PROVIDED PASSAGE:
-*-*-

CALL US 1800 696 377

Everything You Need to Know About Consent Tests

By gapnsw.com.au
What is a consent test?

A consent test is a way of gauging whether a dog (or other animal for that matter) is willing and keen to interact with you.


How can I perform a consent test?

The way to perform a consent test is, first and foremost, to let the dog approach you. 

When the dog does approach you, pat them on the chin, neck or shoulder for approximately three seconds gently and then stop and gauge the dog's reaction.

Whatever that dog's reaction is, use that as a guide to whether to resume the interaction or give the dog space.


What signs should I look for to see if a consent test is positive, neutral, or negative?

For a positive consent test, we want to see open, relaxed and calm body language.

That usually means relaxed muscles, both body and around the face. Eyes should be bright and alert. The mouth should be open and not tight. Usually the tail will be wagging, not always, but usually. And if it is wagging, it'll be a nice loose arch.

In terms of movement, the dog will be approaching towards you and soliciting interaction via a direct approach, or maybe by leaning into you. Some more confident dogs might even push their nose into you or even paw at you. They're usually reliable signs a dog is wanting to interact with that positive consent test.

A neutral consent test is when say, the dog does what we call a passby, where they approach you and then keep going. And there's no clear behavior that indicates they want to interact, but at the same time, they're not showing signs that they don't want to interact.

We call that a neutral consent test because the dog isn't showing a preference either way.

Lastly is what we might call a negative consent test - when the dog showing signs of a negative emotional reaction to the interaction.

That might be avoiding the person. That might be slightly shifting away from the person or showing subtle signs of tightening or tensing of the muscles. Their mouth might go from open to shut. Their ears might move back, or you'll see whale eye.

All those signs are usually a negative consensus. And then there's in the extreme circumstances of growling, barking or biting, which usually happens after the previous behaviors have been ignored and the dog feels the need to escalate.


Why are consent tests important?

They're very important because it's letting the dog choose the interaction and it helps you to build a stronger, more positive bond with the dog because it lets the dog know that they can opt out of interactions.

Usually the more a dog has choice to opt out, the more they'll actively choose to interact with you because they feel safer.


Are there different types of consent tests?

Yes.

The version where you pat the dog and gauge the reaction is the simplest version, but there are different types where dog trainers or behavior enthusiasts, train their dogs to do things.

-*-*-

PROVIDED INFORMATION:
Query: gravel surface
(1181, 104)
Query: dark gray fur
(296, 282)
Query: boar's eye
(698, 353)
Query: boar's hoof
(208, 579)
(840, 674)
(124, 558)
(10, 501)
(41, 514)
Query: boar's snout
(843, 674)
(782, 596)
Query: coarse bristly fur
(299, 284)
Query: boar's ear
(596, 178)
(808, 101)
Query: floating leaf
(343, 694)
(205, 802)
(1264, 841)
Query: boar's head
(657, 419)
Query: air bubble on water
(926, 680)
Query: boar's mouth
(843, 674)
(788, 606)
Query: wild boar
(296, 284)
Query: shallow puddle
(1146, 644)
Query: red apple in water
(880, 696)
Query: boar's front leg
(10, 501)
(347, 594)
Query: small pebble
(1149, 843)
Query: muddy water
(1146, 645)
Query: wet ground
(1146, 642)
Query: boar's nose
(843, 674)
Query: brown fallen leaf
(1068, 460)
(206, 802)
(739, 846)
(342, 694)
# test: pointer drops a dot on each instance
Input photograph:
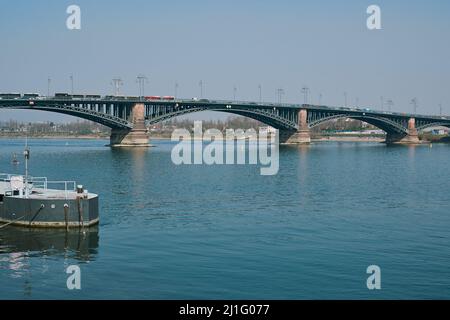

-*-*-

WHAT YOU SHOULD DO: From the consent test article, list every sign of a negative consent test that it names before it turns to the extreme circumstances.

COMPLETED TASK:
- Avoiding the person
- Slightly shifting away from the person
- Subtle signs of tightening or tensing of the muscles
- The mouth going from open to shut
- The ears moving back
- Whale eye